(Text passage)
Monday, February 14, 2011

station communications update

This is a follow-up message to my last blog post in January, which described a weeklong maintenance operation on the Little Cayman CREWS station. During that week, we attempted to repair the station's radio link (which was entirely offline) and satellite transmitter (which was performing poorly). By the end of the week we had repaired the radio link but left the satellite communications entirely offline. At that point the near-real time data feeds were suspended. There have been several developments since January.

First, some background on CREWS communications. All CREWS stations are installed with both a TX312 satellite transmitter and an RF401 radio transceiver. Each station has an assigned GOES communications window of 20 seconds once per hour at 1200 baud, during which it transmits summary data for the hour. Some transmissions may experience interference due to weather/clouds or other sources; for a typical CREWS station, up to 5% of transmissions may be lost. These data are stored to a local flash memory card and are recoverable during the next (usually annual) visit, but they are not easily recoverable in the short term.

(Records shown)

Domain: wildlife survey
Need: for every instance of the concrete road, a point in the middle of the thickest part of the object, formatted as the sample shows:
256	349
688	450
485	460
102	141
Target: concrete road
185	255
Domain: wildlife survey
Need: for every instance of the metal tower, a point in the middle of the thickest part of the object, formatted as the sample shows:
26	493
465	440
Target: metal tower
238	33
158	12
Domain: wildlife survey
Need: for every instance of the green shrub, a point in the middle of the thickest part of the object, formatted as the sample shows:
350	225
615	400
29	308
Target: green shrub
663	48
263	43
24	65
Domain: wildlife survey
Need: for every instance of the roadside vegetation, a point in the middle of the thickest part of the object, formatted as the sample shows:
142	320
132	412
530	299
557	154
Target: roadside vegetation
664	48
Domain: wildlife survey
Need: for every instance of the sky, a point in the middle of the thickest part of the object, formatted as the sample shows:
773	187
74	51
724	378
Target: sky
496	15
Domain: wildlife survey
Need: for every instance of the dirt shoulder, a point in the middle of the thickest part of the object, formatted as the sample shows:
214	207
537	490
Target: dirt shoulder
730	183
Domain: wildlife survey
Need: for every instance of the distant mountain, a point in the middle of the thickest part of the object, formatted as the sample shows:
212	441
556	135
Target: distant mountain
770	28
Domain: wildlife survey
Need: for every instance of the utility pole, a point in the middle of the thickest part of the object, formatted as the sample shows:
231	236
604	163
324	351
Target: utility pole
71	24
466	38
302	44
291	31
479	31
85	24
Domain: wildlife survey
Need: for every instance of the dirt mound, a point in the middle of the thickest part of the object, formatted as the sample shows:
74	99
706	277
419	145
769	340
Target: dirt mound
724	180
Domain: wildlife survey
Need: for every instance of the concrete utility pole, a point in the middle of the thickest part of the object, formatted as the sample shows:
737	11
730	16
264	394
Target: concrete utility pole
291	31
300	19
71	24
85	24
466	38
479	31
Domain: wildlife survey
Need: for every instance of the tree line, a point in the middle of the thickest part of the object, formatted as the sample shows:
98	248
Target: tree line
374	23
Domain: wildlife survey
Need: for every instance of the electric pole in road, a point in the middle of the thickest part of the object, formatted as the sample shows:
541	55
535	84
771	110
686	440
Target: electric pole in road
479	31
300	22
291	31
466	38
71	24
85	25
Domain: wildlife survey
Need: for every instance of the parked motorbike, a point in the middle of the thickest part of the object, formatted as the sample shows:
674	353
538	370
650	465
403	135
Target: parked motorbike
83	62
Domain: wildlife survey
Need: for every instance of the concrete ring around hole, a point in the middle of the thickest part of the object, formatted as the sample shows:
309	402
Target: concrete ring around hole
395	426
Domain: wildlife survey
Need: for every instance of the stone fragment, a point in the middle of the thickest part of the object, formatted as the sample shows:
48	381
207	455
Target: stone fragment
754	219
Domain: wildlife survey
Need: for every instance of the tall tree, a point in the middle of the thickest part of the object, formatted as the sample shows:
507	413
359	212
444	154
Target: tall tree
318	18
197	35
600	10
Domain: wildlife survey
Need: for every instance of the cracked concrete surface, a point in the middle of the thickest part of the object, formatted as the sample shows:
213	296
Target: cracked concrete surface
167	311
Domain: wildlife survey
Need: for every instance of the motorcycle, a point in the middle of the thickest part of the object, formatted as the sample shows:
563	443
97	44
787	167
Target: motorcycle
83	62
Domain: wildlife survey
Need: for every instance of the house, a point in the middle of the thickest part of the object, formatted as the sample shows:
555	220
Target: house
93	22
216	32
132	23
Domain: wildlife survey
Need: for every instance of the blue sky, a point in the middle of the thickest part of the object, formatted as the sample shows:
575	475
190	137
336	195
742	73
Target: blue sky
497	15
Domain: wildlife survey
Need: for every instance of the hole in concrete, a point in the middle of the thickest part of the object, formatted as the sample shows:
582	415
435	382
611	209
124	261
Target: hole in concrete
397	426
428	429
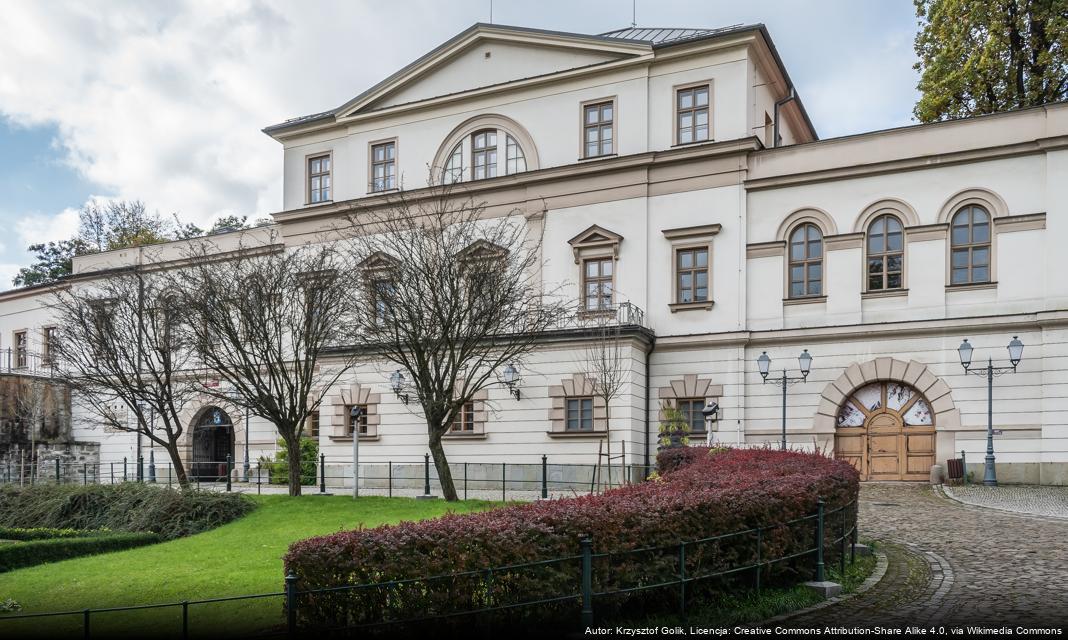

(Exercise objective)
Revise the station communications update starting at "This is a follow-up" and ending at "developments since January.", with "weeklong" changed to "seven-day".

(Answer for the task)
This is a follow-up message to my last blog post in January, which described a seven-day maintenance operation on the Little Cayman CREWS station. During that week, we attempted to repair the station's radio link (which was entirely offline) and satellite transmitter (which was performing poorly). By the end of the week we had repaired the radio link but left the satellite communications entirely offline. At that point the near-real time data feeds were suspended. There have been several developments since January.